%%
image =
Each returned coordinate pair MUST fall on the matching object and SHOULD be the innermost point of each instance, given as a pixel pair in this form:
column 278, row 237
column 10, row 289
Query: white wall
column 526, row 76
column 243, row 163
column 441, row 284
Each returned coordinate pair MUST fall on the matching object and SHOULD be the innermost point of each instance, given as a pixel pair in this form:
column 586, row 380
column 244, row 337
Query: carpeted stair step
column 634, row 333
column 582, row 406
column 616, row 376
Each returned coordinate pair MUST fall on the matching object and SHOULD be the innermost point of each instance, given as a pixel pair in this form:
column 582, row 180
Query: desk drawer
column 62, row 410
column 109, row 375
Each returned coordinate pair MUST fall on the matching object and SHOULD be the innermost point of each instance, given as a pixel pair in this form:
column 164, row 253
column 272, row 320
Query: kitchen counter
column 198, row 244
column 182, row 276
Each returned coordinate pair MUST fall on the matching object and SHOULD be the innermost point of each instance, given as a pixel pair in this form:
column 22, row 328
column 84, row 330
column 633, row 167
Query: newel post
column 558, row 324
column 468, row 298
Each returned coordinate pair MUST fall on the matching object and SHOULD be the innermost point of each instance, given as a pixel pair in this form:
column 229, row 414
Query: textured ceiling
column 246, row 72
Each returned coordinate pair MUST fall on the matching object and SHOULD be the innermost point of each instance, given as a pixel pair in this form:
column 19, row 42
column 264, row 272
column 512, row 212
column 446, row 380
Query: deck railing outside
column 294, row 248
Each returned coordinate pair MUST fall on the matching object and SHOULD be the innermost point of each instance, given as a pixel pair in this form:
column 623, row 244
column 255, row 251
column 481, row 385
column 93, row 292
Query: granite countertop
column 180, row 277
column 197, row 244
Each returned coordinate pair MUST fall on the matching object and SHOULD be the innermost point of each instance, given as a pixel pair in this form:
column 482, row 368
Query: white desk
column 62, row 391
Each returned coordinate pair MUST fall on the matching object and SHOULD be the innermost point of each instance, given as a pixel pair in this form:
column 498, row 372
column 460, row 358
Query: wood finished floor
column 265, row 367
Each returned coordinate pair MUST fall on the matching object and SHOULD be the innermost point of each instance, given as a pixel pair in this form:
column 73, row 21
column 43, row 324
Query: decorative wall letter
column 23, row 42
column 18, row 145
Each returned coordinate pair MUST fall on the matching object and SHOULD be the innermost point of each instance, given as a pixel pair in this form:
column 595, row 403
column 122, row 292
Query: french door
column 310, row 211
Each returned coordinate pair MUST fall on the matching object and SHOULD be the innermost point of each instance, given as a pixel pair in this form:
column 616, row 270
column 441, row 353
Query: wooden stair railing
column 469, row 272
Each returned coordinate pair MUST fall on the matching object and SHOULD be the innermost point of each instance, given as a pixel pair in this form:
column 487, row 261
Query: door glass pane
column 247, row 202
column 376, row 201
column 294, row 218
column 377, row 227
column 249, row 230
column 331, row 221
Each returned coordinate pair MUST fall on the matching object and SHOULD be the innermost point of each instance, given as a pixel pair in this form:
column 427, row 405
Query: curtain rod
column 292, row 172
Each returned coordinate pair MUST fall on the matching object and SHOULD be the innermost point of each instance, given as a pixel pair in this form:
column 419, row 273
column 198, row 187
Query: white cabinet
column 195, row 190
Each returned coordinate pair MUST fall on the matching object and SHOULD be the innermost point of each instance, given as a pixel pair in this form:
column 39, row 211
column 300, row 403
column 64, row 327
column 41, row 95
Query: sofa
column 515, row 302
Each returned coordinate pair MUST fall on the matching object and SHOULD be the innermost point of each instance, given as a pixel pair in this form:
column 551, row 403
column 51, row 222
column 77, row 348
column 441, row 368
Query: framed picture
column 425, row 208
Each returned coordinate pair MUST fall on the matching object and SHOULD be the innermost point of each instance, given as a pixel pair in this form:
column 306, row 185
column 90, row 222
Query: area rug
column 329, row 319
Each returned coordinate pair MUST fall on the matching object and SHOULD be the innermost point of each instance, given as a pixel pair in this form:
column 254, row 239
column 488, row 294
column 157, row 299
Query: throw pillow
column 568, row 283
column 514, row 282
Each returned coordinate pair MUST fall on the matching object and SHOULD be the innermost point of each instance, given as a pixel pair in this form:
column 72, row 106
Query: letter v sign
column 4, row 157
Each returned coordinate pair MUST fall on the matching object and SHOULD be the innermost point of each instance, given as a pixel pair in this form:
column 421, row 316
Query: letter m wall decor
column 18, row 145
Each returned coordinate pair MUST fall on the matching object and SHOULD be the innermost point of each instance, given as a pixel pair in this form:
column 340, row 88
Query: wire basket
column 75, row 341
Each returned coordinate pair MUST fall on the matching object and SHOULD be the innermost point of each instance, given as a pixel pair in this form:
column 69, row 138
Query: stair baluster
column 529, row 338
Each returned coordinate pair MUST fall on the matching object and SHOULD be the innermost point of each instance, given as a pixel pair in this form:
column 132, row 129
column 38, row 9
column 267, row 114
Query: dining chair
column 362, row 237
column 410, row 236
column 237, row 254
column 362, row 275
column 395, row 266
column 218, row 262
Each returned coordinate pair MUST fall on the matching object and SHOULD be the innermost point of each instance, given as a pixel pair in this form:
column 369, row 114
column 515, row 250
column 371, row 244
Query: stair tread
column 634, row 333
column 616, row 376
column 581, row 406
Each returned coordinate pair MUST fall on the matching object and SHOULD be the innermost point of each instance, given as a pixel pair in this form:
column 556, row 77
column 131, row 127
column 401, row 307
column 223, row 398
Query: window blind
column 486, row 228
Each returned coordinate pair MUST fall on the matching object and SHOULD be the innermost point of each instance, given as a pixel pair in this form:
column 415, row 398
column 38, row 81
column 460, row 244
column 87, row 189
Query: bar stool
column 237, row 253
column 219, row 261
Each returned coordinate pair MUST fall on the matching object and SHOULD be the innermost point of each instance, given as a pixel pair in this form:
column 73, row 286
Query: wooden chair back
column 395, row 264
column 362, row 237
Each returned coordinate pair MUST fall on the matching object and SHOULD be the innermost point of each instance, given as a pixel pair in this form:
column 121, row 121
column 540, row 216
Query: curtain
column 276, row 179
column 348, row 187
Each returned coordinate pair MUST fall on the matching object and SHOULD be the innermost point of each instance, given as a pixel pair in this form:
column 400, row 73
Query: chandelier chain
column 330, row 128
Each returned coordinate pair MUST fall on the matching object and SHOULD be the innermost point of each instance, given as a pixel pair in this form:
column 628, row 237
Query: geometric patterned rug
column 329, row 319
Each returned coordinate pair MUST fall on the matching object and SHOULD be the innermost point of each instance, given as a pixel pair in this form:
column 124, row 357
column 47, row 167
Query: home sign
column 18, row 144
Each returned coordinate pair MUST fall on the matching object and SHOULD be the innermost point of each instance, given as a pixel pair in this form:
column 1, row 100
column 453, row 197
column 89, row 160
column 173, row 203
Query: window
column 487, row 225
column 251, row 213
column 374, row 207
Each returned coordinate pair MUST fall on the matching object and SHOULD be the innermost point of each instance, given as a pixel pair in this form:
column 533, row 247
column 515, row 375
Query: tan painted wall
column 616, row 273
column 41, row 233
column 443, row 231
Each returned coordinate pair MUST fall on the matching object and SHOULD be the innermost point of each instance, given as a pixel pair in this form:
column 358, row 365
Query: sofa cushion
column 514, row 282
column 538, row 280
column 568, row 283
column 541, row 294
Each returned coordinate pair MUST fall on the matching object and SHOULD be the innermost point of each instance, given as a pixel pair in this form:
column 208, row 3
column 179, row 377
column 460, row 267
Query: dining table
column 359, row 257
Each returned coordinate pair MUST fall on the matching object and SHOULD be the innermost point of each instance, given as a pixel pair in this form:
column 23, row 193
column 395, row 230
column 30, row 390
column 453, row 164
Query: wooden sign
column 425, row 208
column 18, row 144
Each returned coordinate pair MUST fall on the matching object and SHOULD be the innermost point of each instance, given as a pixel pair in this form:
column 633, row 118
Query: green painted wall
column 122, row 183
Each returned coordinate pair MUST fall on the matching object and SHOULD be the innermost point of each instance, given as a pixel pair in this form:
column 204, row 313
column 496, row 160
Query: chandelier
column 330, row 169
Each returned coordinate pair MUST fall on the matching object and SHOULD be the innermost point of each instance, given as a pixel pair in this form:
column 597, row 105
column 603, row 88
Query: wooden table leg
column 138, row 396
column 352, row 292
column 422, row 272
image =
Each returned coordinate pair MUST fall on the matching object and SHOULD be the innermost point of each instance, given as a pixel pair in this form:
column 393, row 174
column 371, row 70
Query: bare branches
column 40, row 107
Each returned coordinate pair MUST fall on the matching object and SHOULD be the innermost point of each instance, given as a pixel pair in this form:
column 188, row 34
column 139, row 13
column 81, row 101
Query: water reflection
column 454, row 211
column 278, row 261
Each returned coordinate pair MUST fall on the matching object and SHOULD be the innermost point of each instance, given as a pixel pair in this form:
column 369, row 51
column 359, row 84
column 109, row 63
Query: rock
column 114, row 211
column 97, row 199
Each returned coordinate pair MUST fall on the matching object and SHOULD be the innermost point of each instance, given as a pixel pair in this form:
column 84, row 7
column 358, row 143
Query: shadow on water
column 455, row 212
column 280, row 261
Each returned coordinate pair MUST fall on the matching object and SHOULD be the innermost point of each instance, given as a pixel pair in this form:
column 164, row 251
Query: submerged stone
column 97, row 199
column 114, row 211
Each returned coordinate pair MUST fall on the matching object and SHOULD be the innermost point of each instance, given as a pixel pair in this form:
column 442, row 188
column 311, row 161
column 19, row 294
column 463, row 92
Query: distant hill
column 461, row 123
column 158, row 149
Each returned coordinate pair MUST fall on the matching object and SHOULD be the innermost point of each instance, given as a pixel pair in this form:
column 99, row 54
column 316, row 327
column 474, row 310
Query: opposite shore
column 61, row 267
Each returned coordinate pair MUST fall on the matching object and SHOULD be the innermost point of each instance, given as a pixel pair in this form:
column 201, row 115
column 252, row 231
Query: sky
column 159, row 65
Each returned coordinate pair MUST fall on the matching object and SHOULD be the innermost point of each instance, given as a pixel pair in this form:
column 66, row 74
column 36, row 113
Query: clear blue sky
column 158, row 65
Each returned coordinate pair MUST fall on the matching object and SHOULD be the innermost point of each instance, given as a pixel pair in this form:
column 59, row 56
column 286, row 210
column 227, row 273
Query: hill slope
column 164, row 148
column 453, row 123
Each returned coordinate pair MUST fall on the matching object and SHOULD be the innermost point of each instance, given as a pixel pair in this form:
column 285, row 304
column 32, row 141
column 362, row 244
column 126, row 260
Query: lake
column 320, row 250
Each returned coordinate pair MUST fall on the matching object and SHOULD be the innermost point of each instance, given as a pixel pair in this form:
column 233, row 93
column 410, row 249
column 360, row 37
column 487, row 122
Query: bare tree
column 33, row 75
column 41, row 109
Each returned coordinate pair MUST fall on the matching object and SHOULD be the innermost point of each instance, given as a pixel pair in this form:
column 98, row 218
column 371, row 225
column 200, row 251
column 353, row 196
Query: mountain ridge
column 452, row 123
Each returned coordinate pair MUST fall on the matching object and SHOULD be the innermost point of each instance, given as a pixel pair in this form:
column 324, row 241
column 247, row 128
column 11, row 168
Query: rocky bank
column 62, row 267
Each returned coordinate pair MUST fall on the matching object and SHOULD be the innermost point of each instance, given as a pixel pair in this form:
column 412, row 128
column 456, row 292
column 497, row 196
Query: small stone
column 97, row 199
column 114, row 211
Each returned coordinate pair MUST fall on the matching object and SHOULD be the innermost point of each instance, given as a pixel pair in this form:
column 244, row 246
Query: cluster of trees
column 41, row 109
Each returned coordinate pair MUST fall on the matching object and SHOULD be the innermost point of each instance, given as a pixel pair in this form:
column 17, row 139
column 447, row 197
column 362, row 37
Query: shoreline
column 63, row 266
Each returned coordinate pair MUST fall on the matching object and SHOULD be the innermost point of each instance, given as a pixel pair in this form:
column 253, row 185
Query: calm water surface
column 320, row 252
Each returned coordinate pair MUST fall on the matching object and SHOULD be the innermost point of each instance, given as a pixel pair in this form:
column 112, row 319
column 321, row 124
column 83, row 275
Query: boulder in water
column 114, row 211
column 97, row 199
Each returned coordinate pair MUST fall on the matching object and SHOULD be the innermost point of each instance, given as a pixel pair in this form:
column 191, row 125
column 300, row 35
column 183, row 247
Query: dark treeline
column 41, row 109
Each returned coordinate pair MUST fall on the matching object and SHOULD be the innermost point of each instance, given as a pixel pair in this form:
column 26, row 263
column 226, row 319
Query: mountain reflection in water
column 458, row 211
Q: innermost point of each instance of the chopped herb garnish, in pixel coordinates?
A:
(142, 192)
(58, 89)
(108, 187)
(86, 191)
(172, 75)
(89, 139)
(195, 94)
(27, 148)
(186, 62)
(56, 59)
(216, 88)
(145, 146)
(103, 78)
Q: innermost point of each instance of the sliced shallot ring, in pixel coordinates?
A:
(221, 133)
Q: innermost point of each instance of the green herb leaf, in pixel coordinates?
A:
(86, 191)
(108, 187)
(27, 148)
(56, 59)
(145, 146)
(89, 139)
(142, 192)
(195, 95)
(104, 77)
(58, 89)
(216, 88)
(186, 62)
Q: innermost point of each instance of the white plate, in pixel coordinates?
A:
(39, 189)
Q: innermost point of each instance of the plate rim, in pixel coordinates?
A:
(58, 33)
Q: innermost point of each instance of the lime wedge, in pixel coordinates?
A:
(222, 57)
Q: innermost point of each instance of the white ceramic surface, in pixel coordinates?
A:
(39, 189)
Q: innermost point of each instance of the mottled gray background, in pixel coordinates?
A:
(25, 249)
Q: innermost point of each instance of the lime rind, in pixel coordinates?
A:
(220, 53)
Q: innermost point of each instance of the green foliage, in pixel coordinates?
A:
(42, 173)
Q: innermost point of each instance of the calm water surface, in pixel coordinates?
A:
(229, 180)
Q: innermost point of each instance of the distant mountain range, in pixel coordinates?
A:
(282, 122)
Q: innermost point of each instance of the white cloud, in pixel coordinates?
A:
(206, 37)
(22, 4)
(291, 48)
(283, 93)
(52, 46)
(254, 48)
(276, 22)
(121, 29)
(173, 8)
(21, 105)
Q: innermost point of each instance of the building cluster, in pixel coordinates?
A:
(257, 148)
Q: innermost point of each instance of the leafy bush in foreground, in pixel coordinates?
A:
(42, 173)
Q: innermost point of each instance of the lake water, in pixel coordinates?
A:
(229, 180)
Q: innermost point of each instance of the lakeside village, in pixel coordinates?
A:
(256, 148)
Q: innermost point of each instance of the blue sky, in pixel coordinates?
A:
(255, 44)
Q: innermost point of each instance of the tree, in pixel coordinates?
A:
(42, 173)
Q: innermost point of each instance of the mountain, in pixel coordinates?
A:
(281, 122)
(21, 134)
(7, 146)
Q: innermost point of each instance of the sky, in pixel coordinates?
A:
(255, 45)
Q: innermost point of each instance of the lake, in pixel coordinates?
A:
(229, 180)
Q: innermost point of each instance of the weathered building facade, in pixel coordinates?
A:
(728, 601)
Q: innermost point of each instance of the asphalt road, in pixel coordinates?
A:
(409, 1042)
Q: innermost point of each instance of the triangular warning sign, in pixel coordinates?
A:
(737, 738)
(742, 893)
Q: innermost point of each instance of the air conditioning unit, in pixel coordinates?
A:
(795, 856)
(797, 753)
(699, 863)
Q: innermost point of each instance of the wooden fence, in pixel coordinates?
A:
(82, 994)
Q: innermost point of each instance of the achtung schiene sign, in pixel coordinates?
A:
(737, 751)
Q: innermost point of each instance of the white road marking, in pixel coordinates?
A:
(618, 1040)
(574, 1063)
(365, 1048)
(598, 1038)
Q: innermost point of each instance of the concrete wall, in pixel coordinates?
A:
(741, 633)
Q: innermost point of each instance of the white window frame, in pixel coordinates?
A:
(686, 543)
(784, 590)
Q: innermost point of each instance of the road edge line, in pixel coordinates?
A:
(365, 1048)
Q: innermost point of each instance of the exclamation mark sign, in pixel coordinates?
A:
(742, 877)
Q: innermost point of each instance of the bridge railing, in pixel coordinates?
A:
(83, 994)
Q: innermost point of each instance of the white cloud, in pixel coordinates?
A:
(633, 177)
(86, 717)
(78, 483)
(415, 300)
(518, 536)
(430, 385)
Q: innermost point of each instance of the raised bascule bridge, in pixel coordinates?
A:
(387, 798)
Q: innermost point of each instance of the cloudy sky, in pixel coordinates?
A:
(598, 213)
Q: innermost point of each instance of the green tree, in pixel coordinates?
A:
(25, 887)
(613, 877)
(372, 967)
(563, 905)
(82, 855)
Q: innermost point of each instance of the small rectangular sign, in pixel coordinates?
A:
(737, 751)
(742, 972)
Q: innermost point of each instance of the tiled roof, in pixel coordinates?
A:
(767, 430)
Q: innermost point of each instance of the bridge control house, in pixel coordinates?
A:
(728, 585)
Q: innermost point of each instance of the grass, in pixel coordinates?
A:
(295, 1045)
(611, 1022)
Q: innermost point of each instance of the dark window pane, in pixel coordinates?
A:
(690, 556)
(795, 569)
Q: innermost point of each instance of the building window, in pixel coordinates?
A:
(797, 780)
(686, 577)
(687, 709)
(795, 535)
%%
§ **PROBLEM TO WORK ON**: From the start of the data to the line that holds "column 244, row 337", retype each line exactly, with both ends included.

§ **RESPONSE**:
image =
Each returned coordinate pair MUST fall on the matching object and SHOULD be the innermost point of each instance, given as a pixel pair in this form:
column 278, row 237
column 10, row 289
Query: white wall
column 526, row 76
column 243, row 163
column 441, row 284
Each returned coordinate pair MUST fall on the matching object and SHOULD be the innermost point of each instance, given as a pixel pair in this form:
column 586, row 380
column 244, row 337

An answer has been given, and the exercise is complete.